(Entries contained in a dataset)
[start]
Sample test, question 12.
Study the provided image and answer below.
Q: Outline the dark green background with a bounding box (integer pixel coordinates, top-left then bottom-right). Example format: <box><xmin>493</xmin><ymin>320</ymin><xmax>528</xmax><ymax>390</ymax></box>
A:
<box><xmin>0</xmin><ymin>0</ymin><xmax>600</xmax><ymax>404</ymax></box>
[end]
Goal: Can you retype every entry above word for word, changing nothing?

Written solution:
Sample test, question 12.
Study the provided image and answer below.
Q: Outline the dark green background with a bounding box (integer pixel coordinates, top-left then bottom-right). Example format: <box><xmin>493</xmin><ymin>320</ymin><xmax>528</xmax><ymax>390</ymax></box>
A:
<box><xmin>0</xmin><ymin>0</ymin><xmax>600</xmax><ymax>404</ymax></box>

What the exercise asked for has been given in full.